> _ABOUT THIS EXERCISE_: All lines holding the string "high" should be copied from the data below.

-- DATA FOR ANALYSIS follows --

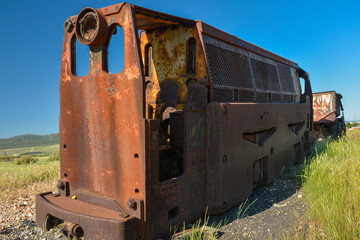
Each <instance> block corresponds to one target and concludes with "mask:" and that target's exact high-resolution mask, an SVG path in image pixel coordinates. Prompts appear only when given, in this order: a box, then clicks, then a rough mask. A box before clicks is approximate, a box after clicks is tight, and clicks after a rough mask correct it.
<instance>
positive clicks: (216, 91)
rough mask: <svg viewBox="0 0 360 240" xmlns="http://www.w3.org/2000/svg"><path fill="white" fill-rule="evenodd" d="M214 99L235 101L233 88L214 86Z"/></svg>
mask: <svg viewBox="0 0 360 240" xmlns="http://www.w3.org/2000/svg"><path fill="white" fill-rule="evenodd" d="M212 100H213V101H217V102H233V101H234V91H233V90H231V89H221V88H216V87H213V88H212Z"/></svg>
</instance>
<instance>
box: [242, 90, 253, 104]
mask: <svg viewBox="0 0 360 240" xmlns="http://www.w3.org/2000/svg"><path fill="white" fill-rule="evenodd" d="M238 99H239V102H255V92H250V91H239V97H238Z"/></svg>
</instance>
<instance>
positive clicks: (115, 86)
mask: <svg viewBox="0 0 360 240" xmlns="http://www.w3.org/2000/svg"><path fill="white" fill-rule="evenodd" d="M64 27H65V33H64V44H63V52H62V65H61V76H60V118H59V125H60V148H61V169H60V172H61V179H60V180H59V182H58V185H57V187H58V193H52V192H46V193H41V194H38V195H37V197H36V211H37V212H36V217H37V223H38V224H39V225H40V226H44V227H45V228H46V229H47V230H48V229H51V228H53V227H54V226H55V225H57V224H59V223H62V225H63V226H65V230H66V232H67V233H68V236H69V238H76V239H81V238H85V239H154V238H157V237H159V236H162V235H164V234H166V233H167V232H168V231H169V227H170V226H171V225H181V224H182V223H183V222H184V221H191V220H193V219H196V218H197V217H199V216H201V215H202V214H203V213H204V211H205V210H206V209H207V208H208V212H209V213H210V214H219V213H222V212H224V211H225V210H227V209H229V208H231V207H233V206H235V205H236V204H237V203H239V201H241V200H242V199H244V198H246V197H247V196H248V195H250V194H251V193H252V191H253V188H254V187H255V186H257V185H259V184H267V183H270V182H272V181H273V180H274V179H275V178H276V177H278V176H279V175H280V172H281V170H282V169H283V168H287V167H289V166H291V165H292V164H294V163H298V162H300V161H302V160H303V159H304V156H306V155H307V154H308V151H309V146H310V142H311V139H312V127H313V113H312V90H311V85H310V80H309V76H308V74H307V72H305V71H304V70H302V69H301V68H300V67H299V66H298V65H297V64H296V63H294V62H292V61H290V60H287V59H285V58H283V57H281V56H278V55H276V54H273V53H271V52H269V51H267V50H264V49H262V48H260V47H257V46H255V45H253V44H251V43H249V42H246V41H243V40H241V39H239V38H238V37H236V36H233V35H230V34H228V33H225V32H223V31H221V30H219V29H216V28H214V27H212V26H210V25H208V24H206V23H204V22H202V21H193V20H189V19H184V18H180V17H175V16H172V15H168V14H164V13H160V12H156V11H153V10H149V9H145V8H142V7H138V6H134V5H132V4H128V3H120V4H116V5H113V6H109V7H105V8H101V9H93V8H85V9H83V10H82V11H81V12H80V13H79V14H78V15H77V16H72V17H70V18H69V19H68V20H67V21H66V22H65V25H64ZM116 29H118V30H116ZM119 30H122V31H119ZM140 30H141V31H140ZM114 34H124V47H123V50H124V56H122V57H123V58H124V69H123V70H122V71H121V72H120V73H116V74H112V73H110V72H109V69H108V65H109V64H108V46H109V43H111V40H112V37H113V36H116V35H114ZM76 41H78V42H79V43H78V44H84V45H86V46H88V48H89V51H90V57H89V58H90V59H89V61H90V71H89V73H88V74H87V75H86V76H78V75H77V66H76V54H77V53H76V44H77V42H76ZM119 57H120V56H119ZM299 78H302V79H303V80H304V88H305V89H303V91H302V89H301V85H300V80H299Z"/></svg>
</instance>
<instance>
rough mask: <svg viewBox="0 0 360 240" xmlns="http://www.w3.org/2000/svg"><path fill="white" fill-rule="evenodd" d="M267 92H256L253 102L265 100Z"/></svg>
mask: <svg viewBox="0 0 360 240" xmlns="http://www.w3.org/2000/svg"><path fill="white" fill-rule="evenodd" d="M267 101H268V99H267V94H266V93H264V92H257V93H256V99H255V102H267Z"/></svg>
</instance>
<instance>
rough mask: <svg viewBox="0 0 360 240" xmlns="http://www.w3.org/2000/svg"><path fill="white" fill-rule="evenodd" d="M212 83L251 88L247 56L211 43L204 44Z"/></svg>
mask: <svg viewBox="0 0 360 240" xmlns="http://www.w3.org/2000/svg"><path fill="white" fill-rule="evenodd" d="M205 49H206V55H207V59H208V64H209V70H210V75H211V80H212V83H213V84H216V85H223V86H231V87H241V88H252V87H253V83H252V79H251V74H250V67H249V62H248V59H247V56H245V55H243V54H240V53H237V52H233V51H230V50H227V49H224V48H220V47H217V46H215V45H212V44H208V43H207V44H205Z"/></svg>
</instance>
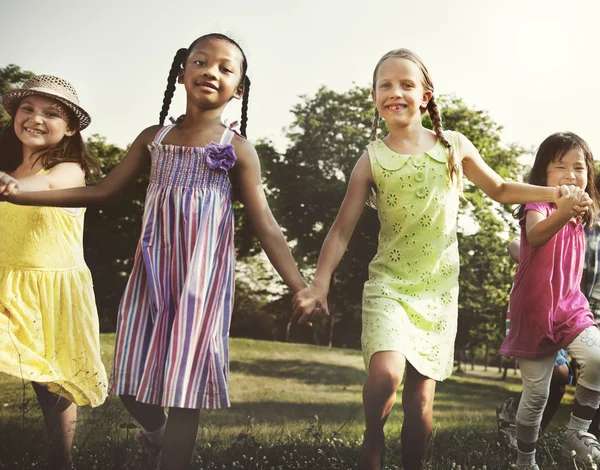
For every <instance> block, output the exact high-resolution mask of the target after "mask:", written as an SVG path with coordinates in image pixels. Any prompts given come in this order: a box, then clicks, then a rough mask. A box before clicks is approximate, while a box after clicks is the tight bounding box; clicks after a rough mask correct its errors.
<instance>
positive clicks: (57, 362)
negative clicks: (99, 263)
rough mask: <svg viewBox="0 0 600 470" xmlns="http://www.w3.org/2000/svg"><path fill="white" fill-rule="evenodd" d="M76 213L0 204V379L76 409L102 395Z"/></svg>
mask: <svg viewBox="0 0 600 470" xmlns="http://www.w3.org/2000/svg"><path fill="white" fill-rule="evenodd" d="M83 219H84V211H83V210H82V209H80V210H71V211H70V210H65V209H61V208H53V207H23V206H16V205H12V204H9V203H6V202H0V372H4V373H6V374H10V375H13V376H16V377H19V378H23V379H25V380H30V381H34V382H38V383H42V384H45V385H46V386H47V387H48V389H49V390H50V391H52V392H53V393H56V394H58V395H61V396H63V397H65V398H68V399H69V400H71V401H73V402H75V403H77V404H78V405H91V406H98V405H100V404H102V403H103V402H104V399H105V398H106V390H107V378H106V371H105V370H104V366H103V364H102V361H101V360H100V339H99V328H98V314H97V311H96V303H95V299H94V290H93V285H92V277H91V274H90V271H89V269H88V268H87V266H86V264H85V261H84V258H83Z"/></svg>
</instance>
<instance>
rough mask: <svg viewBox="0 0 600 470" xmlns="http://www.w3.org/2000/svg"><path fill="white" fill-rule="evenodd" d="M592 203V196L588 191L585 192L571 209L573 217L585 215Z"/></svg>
mask: <svg viewBox="0 0 600 470" xmlns="http://www.w3.org/2000/svg"><path fill="white" fill-rule="evenodd" d="M591 205H592V198H591V197H590V196H589V195H588V193H586V192H584V193H583V196H582V197H581V199H580V201H579V202H578V203H577V204H575V205H574V206H573V209H571V216H572V217H583V216H584V215H585V214H586V213H587V212H588V210H589V208H590V206H591Z"/></svg>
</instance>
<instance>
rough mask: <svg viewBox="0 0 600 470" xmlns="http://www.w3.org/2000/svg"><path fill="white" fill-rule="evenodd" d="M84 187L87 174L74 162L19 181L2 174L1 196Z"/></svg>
mask: <svg viewBox="0 0 600 470" xmlns="http://www.w3.org/2000/svg"><path fill="white" fill-rule="evenodd" d="M84 185H85V173H84V171H83V170H82V169H81V167H80V166H79V165H78V164H77V163H74V162H65V163H59V164H58V165H56V166H53V167H52V168H51V169H50V171H49V172H48V173H45V174H37V175H31V176H26V177H23V178H20V179H19V180H16V179H15V178H13V177H11V176H9V175H8V174H6V173H3V172H0V194H2V195H4V196H8V195H10V194H11V193H13V192H18V191H47V190H52V189H64V188H76V187H78V186H84ZM4 199H6V198H2V200H4Z"/></svg>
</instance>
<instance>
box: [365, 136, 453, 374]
mask: <svg viewBox="0 0 600 470" xmlns="http://www.w3.org/2000/svg"><path fill="white" fill-rule="evenodd" d="M450 143H451V144H452V146H453V148H455V149H456V148H457V136H456V134H455V133H451V139H450ZM367 151H368V153H369V159H370V162H371V170H372V172H373V179H374V180H375V185H376V189H377V190H376V193H377V195H376V205H377V210H378V213H379V221H380V222H381V231H380V233H379V247H378V250H377V254H376V255H375V257H374V258H373V260H372V261H371V263H370V265H369V280H368V281H367V282H366V283H365V287H364V292H363V316H362V320H363V325H362V326H363V329H362V347H363V355H364V360H365V366H366V367H367V369H368V368H369V364H370V361H371V357H372V355H373V354H374V353H376V352H378V351H398V352H400V353H401V354H402V355H403V356H404V357H405V358H406V360H407V361H408V362H410V364H412V366H413V367H415V369H417V370H418V371H419V372H420V373H421V374H423V375H425V376H427V377H430V378H432V379H435V380H444V379H446V378H447V377H449V376H450V374H451V373H452V365H453V360H454V339H455V337H456V325H457V317H458V271H459V256H458V243H457V239H456V223H457V215H458V196H459V191H458V190H457V189H456V188H455V187H454V185H451V184H450V179H449V175H448V168H447V162H448V156H449V152H448V150H447V149H446V148H445V147H444V145H443V144H442V143H441V142H440V141H438V142H437V143H436V144H435V146H434V147H433V148H432V149H431V150H430V151H428V152H425V153H423V154H421V155H400V154H397V153H395V152H393V151H392V150H390V149H389V148H388V147H387V146H386V145H385V143H384V142H383V141H381V140H376V141H374V142H371V143H370V144H369V145H368V147H367Z"/></svg>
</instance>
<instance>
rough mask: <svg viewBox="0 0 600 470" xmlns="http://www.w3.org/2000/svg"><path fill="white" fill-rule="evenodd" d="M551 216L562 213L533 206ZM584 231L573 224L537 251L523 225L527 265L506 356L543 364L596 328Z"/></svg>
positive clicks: (523, 256) (507, 343) (512, 292)
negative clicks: (588, 288) (529, 240)
mask: <svg viewBox="0 0 600 470" xmlns="http://www.w3.org/2000/svg"><path fill="white" fill-rule="evenodd" d="M528 210H535V211H538V212H540V213H541V214H543V215H544V216H546V217H548V216H550V215H551V214H552V213H553V212H554V211H555V210H556V207H555V206H554V205H553V204H549V203H533V204H527V205H526V206H525V211H528ZM583 255H584V230H583V226H582V224H581V222H579V221H575V220H573V219H571V220H570V221H569V222H568V223H567V225H565V226H564V227H563V228H562V229H561V230H560V231H559V232H558V233H557V234H556V235H555V236H554V237H553V238H552V240H550V241H549V242H548V243H546V244H545V245H544V246H541V247H538V248H532V247H531V245H530V244H529V242H528V241H527V236H526V229H525V220H524V219H523V220H522V221H521V261H520V263H519V266H518V268H517V274H516V275H515V282H514V288H513V291H512V294H511V296H510V314H511V319H510V331H509V332H508V335H507V336H506V338H505V340H504V342H503V343H502V347H501V348H500V354H503V355H505V356H516V357H526V358H530V359H537V358H540V357H544V356H550V355H553V354H556V352H557V351H558V350H559V349H562V348H565V347H566V346H567V345H569V344H570V343H571V342H572V341H573V340H574V339H575V338H576V337H577V336H578V335H579V333H581V332H582V331H583V330H585V329H586V328H587V327H588V326H592V325H595V324H596V323H595V322H594V317H593V316H592V314H591V313H590V308H589V305H588V301H587V299H586V298H585V296H584V295H583V293H582V292H581V288H580V283H581V276H582V272H583V261H584V259H583Z"/></svg>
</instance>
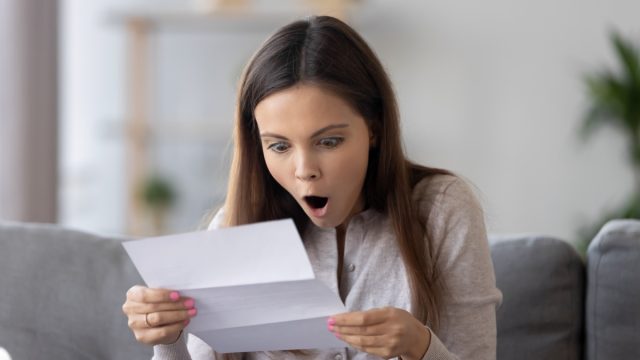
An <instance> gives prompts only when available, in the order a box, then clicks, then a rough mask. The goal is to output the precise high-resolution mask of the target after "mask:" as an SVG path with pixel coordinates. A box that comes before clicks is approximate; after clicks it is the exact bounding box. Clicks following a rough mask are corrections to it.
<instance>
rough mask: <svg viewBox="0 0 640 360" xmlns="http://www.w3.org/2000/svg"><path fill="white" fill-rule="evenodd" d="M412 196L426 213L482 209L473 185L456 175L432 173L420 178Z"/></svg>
mask: <svg viewBox="0 0 640 360" xmlns="http://www.w3.org/2000/svg"><path fill="white" fill-rule="evenodd" d="M412 198H413V201H414V203H415V204H416V206H417V207H418V209H419V210H420V211H421V212H424V211H428V213H429V214H426V215H442V213H443V212H451V211H455V212H461V211H462V212H464V211H482V208H481V206H480V203H479V201H478V199H477V197H476V195H475V194H474V192H473V190H472V189H471V186H470V185H469V184H468V183H467V182H466V181H465V180H463V179H462V178H460V177H458V176H455V175H439V174H438V175H432V176H427V177H425V178H423V179H422V180H420V181H419V182H418V183H417V184H416V186H415V187H414V188H413V193H412Z"/></svg>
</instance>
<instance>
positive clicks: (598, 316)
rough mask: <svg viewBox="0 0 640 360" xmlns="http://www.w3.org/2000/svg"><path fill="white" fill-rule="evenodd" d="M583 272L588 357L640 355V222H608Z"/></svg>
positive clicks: (591, 253) (629, 355) (616, 358)
mask: <svg viewBox="0 0 640 360" xmlns="http://www.w3.org/2000/svg"><path fill="white" fill-rule="evenodd" d="M587 271H588V284H587V308H586V341H587V359H589V360H600V359H640V346H639V345H638V344H639V343H640V221H638V220H613V221H610V222H608V223H607V224H606V225H605V226H604V227H603V228H602V229H601V230H600V232H599V233H598V235H596V237H595V238H594V240H593V241H592V242H591V244H590V245H589V248H588V250H587Z"/></svg>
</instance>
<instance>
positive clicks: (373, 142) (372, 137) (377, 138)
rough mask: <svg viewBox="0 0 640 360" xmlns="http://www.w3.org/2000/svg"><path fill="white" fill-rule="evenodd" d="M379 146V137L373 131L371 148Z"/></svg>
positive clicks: (372, 132)
mask: <svg viewBox="0 0 640 360" xmlns="http://www.w3.org/2000/svg"><path fill="white" fill-rule="evenodd" d="M377 146H378V137H377V136H376V135H375V134H374V133H373V132H371V131H369V147H372V148H374V147H377Z"/></svg>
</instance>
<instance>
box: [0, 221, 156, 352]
mask: <svg viewBox="0 0 640 360" xmlns="http://www.w3.org/2000/svg"><path fill="white" fill-rule="evenodd" d="M138 283H142V280H141V278H140V276H139V274H138V273H137V271H136V270H135V268H134V267H133V265H132V264H131V261H130V260H129V258H128V256H127V255H126V253H125V252H124V249H123V248H122V246H121V244H120V241H119V240H116V239H108V238H102V237H99V236H95V235H91V234H87V233H83V232H79V231H73V230H68V229H62V228H60V227H57V226H53V225H35V224H17V223H0V346H1V347H4V348H6V349H7V351H8V352H9V353H10V354H11V356H12V357H13V359H105V360H106V359H109V360H111V359H145V358H146V359H149V358H151V355H152V352H151V349H150V348H149V347H146V346H143V345H140V344H138V343H137V342H136V341H135V339H134V337H133V335H132V333H131V331H130V330H129V328H128V327H127V321H126V318H125V316H124V315H123V313H122V310H121V307H122V303H123V301H124V298H125V292H126V290H127V289H128V288H129V287H131V286H132V285H134V284H138Z"/></svg>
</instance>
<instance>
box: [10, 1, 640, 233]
mask: <svg viewBox="0 0 640 360" xmlns="http://www.w3.org/2000/svg"><path fill="white" fill-rule="evenodd" d="M0 4H1V5H0V6H1V7H0V110H1V111H0V120H1V124H0V144H1V153H0V174H1V176H0V219H9V220H20V221H37V222H57V223H60V224H62V225H64V226H69V227H73V228H79V229H84V230H89V231H93V232H98V233H104V234H129V235H136V236H148V235H155V234H164V233H176V232H185V231H193V230H195V229H197V228H198V226H199V225H200V224H201V222H202V220H203V216H205V214H206V213H207V212H208V211H210V210H211V209H215V208H216V207H217V206H219V205H220V204H221V202H222V201H223V199H224V195H225V191H226V178H227V171H228V165H229V159H230V155H231V154H230V141H231V138H230V135H231V126H232V121H233V112H234V105H235V104H234V102H235V96H236V89H237V82H238V80H239V77H240V75H241V72H242V69H243V67H244V65H245V63H246V62H247V61H248V59H249V58H250V56H251V55H252V53H253V52H254V51H255V50H256V49H257V47H258V46H260V44H261V43H262V41H264V40H265V39H266V37H268V35H269V34H271V33H272V32H273V31H275V30H276V29H277V28H278V27H280V26H282V25H284V24H286V23H288V22H289V21H291V20H294V19H297V18H300V17H302V16H304V15H307V14H312V13H329V14H334V15H336V16H339V17H341V18H343V19H344V20H345V21H347V22H348V23H349V24H351V25H352V26H353V27H354V28H355V29H356V30H358V31H359V32H360V33H361V34H362V35H363V36H364V38H365V39H366V40H367V41H368V42H369V43H370V45H371V46H372V47H373V48H374V50H375V51H376V52H377V54H378V56H379V57H380V59H381V60H382V62H383V64H384V65H385V67H386V69H387V70H388V72H389V74H390V76H391V78H392V80H393V82H394V85H395V89H396V92H397V96H398V100H399V104H400V109H401V114H402V127H403V131H404V141H405V146H406V149H407V152H408V154H409V156H410V157H411V158H412V159H413V160H415V161H417V162H420V163H423V164H426V165H429V166H437V167H443V168H447V169H450V170H453V171H454V172H457V173H458V174H460V175H462V176H464V177H465V178H466V179H468V180H469V181H470V182H471V183H472V184H474V185H475V187H476V190H477V193H478V195H479V197H480V199H481V201H482V203H483V206H484V208H485V212H486V216H487V224H488V229H489V231H490V232H491V233H495V234H500V233H510V234H513V233H537V234H546V235H554V236H557V237H561V238H563V239H566V240H568V241H571V242H574V243H577V242H578V241H579V239H580V236H581V235H580V234H581V231H584V229H585V228H589V227H591V226H595V223H597V222H599V221H600V219H601V218H602V217H603V216H605V215H606V214H608V213H610V212H611V211H614V210H616V209H618V208H620V207H621V206H622V204H625V203H626V202H627V201H629V199H630V197H631V196H632V194H633V192H634V190H636V188H637V185H638V184H637V179H638V178H637V177H634V176H635V175H634V170H633V166H632V162H631V160H630V158H629V156H628V153H629V151H628V146H629V145H628V141H627V138H626V135H625V134H624V132H621V131H620V128H616V127H615V126H603V127H602V128H601V129H599V130H598V131H595V132H593V134H591V136H589V137H588V138H586V140H585V138H584V137H583V136H581V133H582V130H583V128H584V125H585V123H586V121H587V120H586V119H587V117H588V115H586V114H588V113H589V109H590V108H592V107H593V104H594V100H593V99H592V98H590V97H589V92H588V86H587V85H586V82H585V76H587V75H588V74H594V73H598V72H602V71H603V70H604V69H611V71H618V70H616V69H617V68H619V67H620V61H619V59H618V58H617V55H616V51H615V48H614V47H613V46H612V40H611V34H612V33H613V32H614V31H617V32H618V33H619V34H620V35H621V36H623V37H624V38H626V39H628V41H630V42H631V43H633V44H636V46H637V44H639V43H640V22H638V18H637V14H640V2H637V1H632V0H586V1H569V0H561V1H547V0H542V1H524V0H516V1H513V0H510V1H506V0H487V1H482V2H464V3H461V2H452V1H440V0H435V1H391V0H353V1H348V0H344V1H340V0H333V1H312V0H272V1H258V0H244V1H230V0H226V1H225V0H218V1H214V0H211V1H209V0H161V1H160V0H153V1H152V0H127V1H125V0H93V1H82V0H58V1H52V0H0ZM614 125H615V124H614Z"/></svg>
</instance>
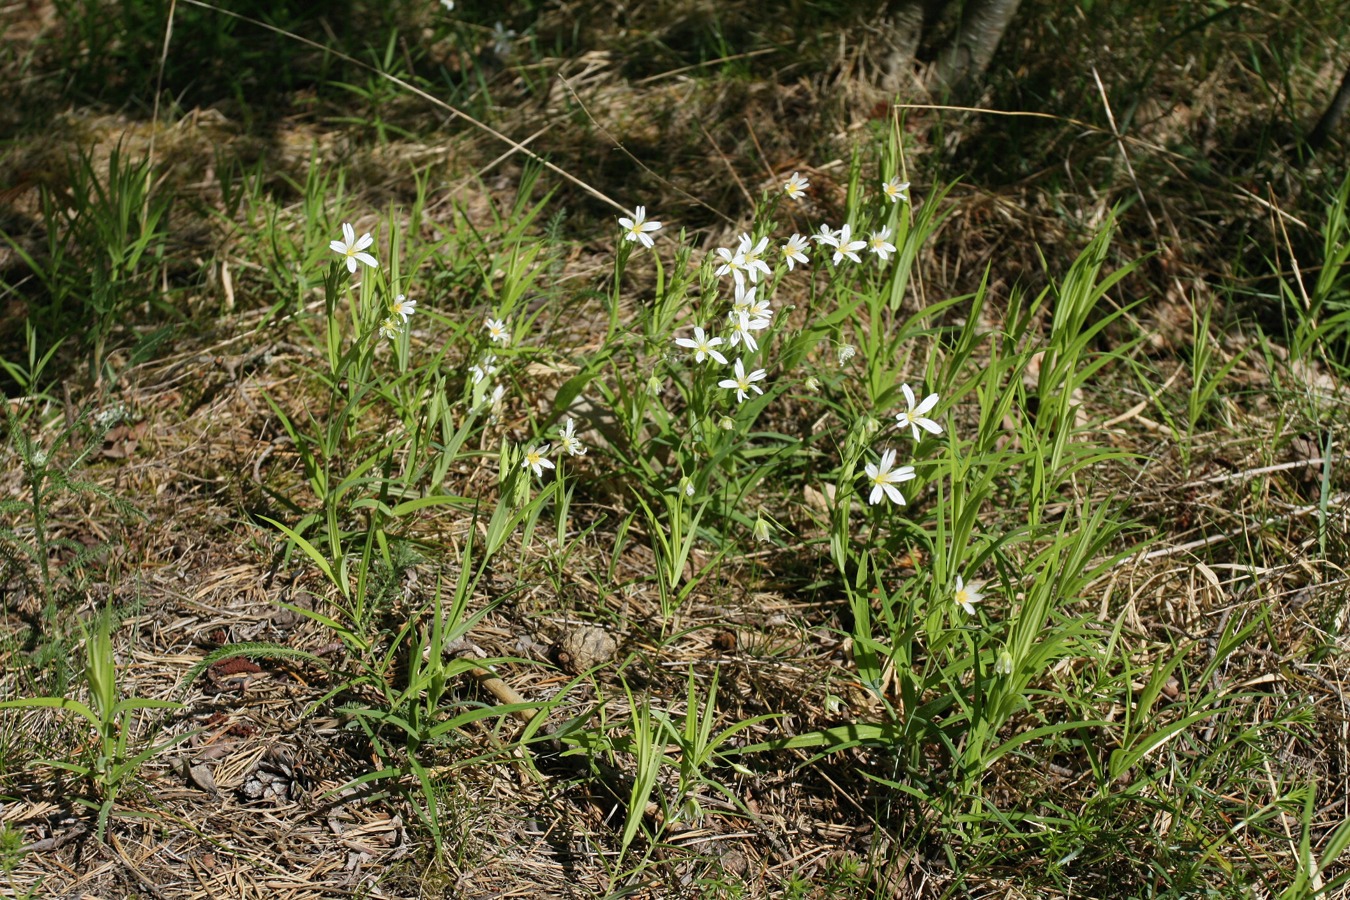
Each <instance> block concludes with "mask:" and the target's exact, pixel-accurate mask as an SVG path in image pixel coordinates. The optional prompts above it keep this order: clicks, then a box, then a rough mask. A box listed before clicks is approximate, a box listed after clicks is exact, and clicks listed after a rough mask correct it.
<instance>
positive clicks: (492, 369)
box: [468, 354, 497, 385]
mask: <svg viewBox="0 0 1350 900" xmlns="http://www.w3.org/2000/svg"><path fill="white" fill-rule="evenodd" d="M495 362H497V358H495V356H493V355H491V354H487V355H486V356H483V362H482V363H479V364H475V366H470V367H468V371H471V372H472V374H474V383H475V385H477V383H478V382H481V381H483V379H485V378H487V376H489V375H491V374H493V372H495V371H497V366H494V363H495Z"/></svg>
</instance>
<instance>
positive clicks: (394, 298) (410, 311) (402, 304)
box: [389, 294, 417, 321]
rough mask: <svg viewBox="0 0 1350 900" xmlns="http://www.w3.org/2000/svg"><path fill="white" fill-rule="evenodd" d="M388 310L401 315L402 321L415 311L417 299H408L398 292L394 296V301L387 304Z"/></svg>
mask: <svg viewBox="0 0 1350 900" xmlns="http://www.w3.org/2000/svg"><path fill="white" fill-rule="evenodd" d="M389 312H390V313H393V314H394V316H400V317H402V320H404V321H408V317H409V316H412V314H413V313H416V312H417V301H416V300H408V298H406V297H404V296H402V294H398V296H397V297H394V302H393V304H390V305H389Z"/></svg>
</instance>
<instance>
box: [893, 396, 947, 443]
mask: <svg viewBox="0 0 1350 900" xmlns="http://www.w3.org/2000/svg"><path fill="white" fill-rule="evenodd" d="M900 390H902V391H903V393H904V405H906V406H907V407H909V409H906V410H904V412H900V413H896V414H895V426H896V428H906V426H907V428H910V429H911V430H913V432H914V440H921V439H922V437H923V436H922V434H919V429H921V428H922V429H923V430H925V432H927V433H929V434H941V433H942V426H941V425H938V424H937V422H934V421H933V420H931V418H926V414H927V413H929V412H931V409H933V407H934V406H937V394H929V395H927V397H925V398H923V402H922V403H919V405H918V406H915V405H914V391H913V390H910V386H909V385H900Z"/></svg>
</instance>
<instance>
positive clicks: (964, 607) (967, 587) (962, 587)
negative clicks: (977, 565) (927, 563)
mask: <svg viewBox="0 0 1350 900" xmlns="http://www.w3.org/2000/svg"><path fill="white" fill-rule="evenodd" d="M952 599H954V600H956V604H957V606H960V607H961V609H963V610H965V614H967V615H975V604H976V603H979V602H980V600H983V599H984V595H983V594H980V583H979V582H971V583H969V584H967V583H964V582H963V580H961V576H960V575H957V576H956V587H954V588H952ZM1008 661H1010V663H1011V658H1010V660H1008Z"/></svg>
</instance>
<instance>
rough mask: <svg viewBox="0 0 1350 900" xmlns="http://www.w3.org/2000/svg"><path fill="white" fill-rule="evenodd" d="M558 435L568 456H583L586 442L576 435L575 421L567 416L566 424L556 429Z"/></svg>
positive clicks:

-- DATA FOR ANALYSIS concluded --

> _EXERCISE OUTPUT_:
Each <instance> block corresponds to one target and concludes with "mask:" and that target's exact high-resolution mask, an SVG path in image pixel coordinates. Prompts appear only when given, in this order: a box, then clicks, then a rough mask. A box before clicks is approximate, a box after clicks is tight, and clicks after a rough mask correct it.
For every <instance> block, output the exact high-resolution mask of the target after "mask:", written as an SVG path with coordinates in image pixels. Any prompts given come in this order: a box, then clicks, then a rough mask. A box before clicks is approximate, while a box after clicks is the tight bounding box; clicks after a rough mask correct its errors.
An <instance> gives prompts only when available, in the order a box, then clicks, then a rough mask. The goal is to output the precise high-resolution mask of the target after "mask:" as an SVG path with pixel coordinates. A box that comes before clicks is approximate; after clicks it is the exact bounding box. Clicks following a rough mask are corrections to it.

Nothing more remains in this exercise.